***** Text excerpt
Fast Reading of Data From TXT|CSV Files into R: readr package


There are many solutions for importing txt|csv file into R. In our previous articles, we described some best practices for preparing your data as well as R base functions (read.delim() and read.csv()) for importing txt|csv file into R.


In this article, we’ll describe the readr package, developed by Hadley Wickham. readr package provides a fast and friendly solution to read a delimited file into R.

Compared to R base functions, readr functions are:

  1. much faster (X10),
  2. have a helpful progress bar if loading is going to take a while and
  3. all functions work exactly the same way.


Reading Data From txt|csv Files: readr package

Preleminary tasks

  1. Launch RStudio as described here: Running RStudio and setting up your working directory

  2. Prepare your data as described here: Best practices for preparing your data

Installing and loading readr

# Installing
install.packages("readr")
**********
***** Recorded data
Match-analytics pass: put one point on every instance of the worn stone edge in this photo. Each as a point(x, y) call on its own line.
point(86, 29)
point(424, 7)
**********
== What is asked ==
Reproduce word for word the passage of the readr article that starts at "There are many" and ends at "delimited file into R.".

== Reply to the exercise ==
There are many solutions for importing txt|csv file into R. In our previous articles, we described some best practices for preparing your data as well as R base functions (read.delim() and read.csv()) for importing txt|csv file into R.


In this article, we’ll describe the readr package, developed by Hadley Wickham. readr package provides a fast and friendly solution to read a delimited file into R.